#### [WHAT YOU WILL DO]
An identical copy of all the entries is the required result.

#### [INFORMATION]
BEGIN

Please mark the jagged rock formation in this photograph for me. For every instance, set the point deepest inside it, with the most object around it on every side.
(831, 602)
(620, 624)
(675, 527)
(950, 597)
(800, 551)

END

#### [ANSWER BOX]
Please mark the jagged rock formation in this photograph for me. For every instance, set the point deepest inside it, with the most object around it on every side.
(831, 602)
(620, 624)
(675, 527)
(950, 597)
(800, 551)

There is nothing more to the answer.